--- SOURCE TEXT ---
<<<<
We all make risky decisions at some point in our lives. The chances that drink driving has affected you at some point, in one way or another, is quite high. Driving under the influence is dangerous and is taken very seriously by the State of Florida. If it is suspected that you have been driving under the influence, you may be pulled over by police officers and asked to submit to a breath test. This is when a suspect must blow into a tube to read their blood alcohol content (BAC).
In 2018 the total amount of people arrested for drink driving in Florida was 32,127, showing just how common this offense is in Florida. You are probably wondering what the best move to make is if you are pulled over for a breath test in St. Petersburg, Florida. It is common to refuse a breath test among those who are most likely to have high blood alcohol content and repeatedly commit drunk driving offenses. This is because penalties may be higher for repeat offenders. Maybe, you refused a breath test as you thought it was your right, or you were protecting yourself.
It is not recommended to refuse a breath test. However, often people do refuse to take a breath test as they think there are outsmarting officers, but this can have worse consequences for the offender. Whatever the reason you refused a breath test, a specialized DUI lawyer from The Law Place can help you minimize your DUI charges. Refusing to take a test can result in serious penalties. With over 75 years in criminal defense law, our firm offers free consultations with advice for any individual who refused to take a breath test. For legal help, contact us today at (941) 444-4444!
Legal Alcohol Intoxication Levels in St. Petersburg, FL.
Florida prohibits being in control of a vehicle if your BAC is more than 0.08% or if you are under the influence of other illegal controlled substances, which have impaired your faculties. If your blood alcohol content is more than 0.08%, then you are considered to have a high chance of being impaired and therefore are not fit to drive. If you do a breath or urine test and your results are above 0.08%, then this is enough evidence to convict you of a DUI in court unless you have compelling evidence to suggest otherwise.
If you are pulled over and your BAC is between 0.05% and 0.08%, this does not necessarily mean that you were not under the influence of alcohol. This information is usually used in combination with other charges, such as driving under the influence of another illegal substance. Your BAC information may be presented to a jury to help convict you.
If you are stopped and your BAC is less than 0.05%, then you are not considered to have impaired faculties, and this would not be enough evidence alone to convict you of a DUI. Although, if this information is presented alongside other evidence of you being intoxicated by some other substance or you are displaying aggressive behavior and refusing to submit to a breath test, your BAC could still be used as evidence against you.
>>>>
--- ASSIGNED TASK A ---
Give every blood alcohol content range that the passage on Florida breath tests treats separately.
--- ASSIGNED TASK B ---
Transcribe the passage on Florida breath tests from "Florida prohibits being" up to and including "to suggest otherwise.".

--- DATA EXCERPT ---
<<<<
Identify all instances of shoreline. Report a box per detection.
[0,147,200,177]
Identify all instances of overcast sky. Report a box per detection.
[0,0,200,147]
>>>>
--- PROBLEM SOLUTION A ---
- More than 0.08%
- Between 0.05% and 0.08%
- Less than 0.05%

--- PROBLEM SOLUTION B ---
Florida prohibits being in control of a vehicle if your BAC is more than 0.08% or if you are under the influence of other illegal controlled substances, which have impaired your faculties. If your blood alcohol content is more than 0.08%, then you are considered to have a high chance of being impaired and therefore are not fit to drive. If you do a breath or urine test and your results are above 0.08%, then this is enough evidence to convict you of a DUI in court unless you have compelling evidence to suggest otherwise.